>> begin Source passage

Some of you may recall a couple of months back when I made a
request for mead recipes with grapes. After getting a half
dozen or so recipes, I decided to put together the following.

This is the story so far...

Ingredients:
2 gallons of purified water (store bought)
6 lbs of mesquite honey
1/2 teaspoon yeast nutrient
1/2 teaspoon acid blend
4 lbs of grapes (frozen)
1 package of whitbread ale yeast.

Heated water to boiling.
Turned off heat, then slowly added honey while stirring
continuously.
Ran the frozen grapes through the food processor.
Put grape mush into kettle with water and honey. Turned
heat back on (due to cold grapes) until close to boiling
but not quite. Turned heat back off - covered - and let
cool.
Poured contents through strainer to get most of the grape
pulp out of the mixture.
Separated remaining contents into two one gallon jars and
added yeast.
O.G 1.076

Extremely vigorous fermentation within four hours.

After nine days, racked to second container. Still extremely
cloudy, but that is to be expected due to the grape mush
being added directly to the boiling honey/water mix.
I tasted it during the transfer-this one's gonna be good!
Gravity reading at transfer - 1.020.
It is still fermenting now although very slowly. I will
probably put it in the refrigerator shortly to stop the
fermentation and settle out as much of the yeast as possible
before bottling. I want this one sweet.


Things to do for next time:
1. Be more prepared for blow-off.
2. Some kind of container to hold the grape mush in the
kettle. (cheesecloth bag??)

Most of you who have made many, many meads will probably
read this in horror. What - no precise control of
temperature? Adding the grape mush straight into the
kettle? I am sure there are other things also.

>> end Source passage

Answer these questions using the mead post above.
(a) How many pounds of mesquite honey does the ingredient list call for?
(b) What was the gravity reading at the transfer?
(c) After how many days was the mead racked to a second container?
The lines after this point come from a separate source and are unrelated to the mead post.

>> begin Given information

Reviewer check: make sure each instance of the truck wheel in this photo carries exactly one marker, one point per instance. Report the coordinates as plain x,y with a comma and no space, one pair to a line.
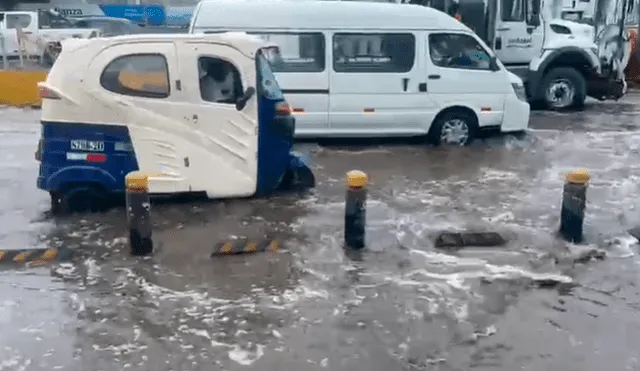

>> end Given information

**Written response:**
(a) 6 pounds
(b) 1.020
(c) Nine days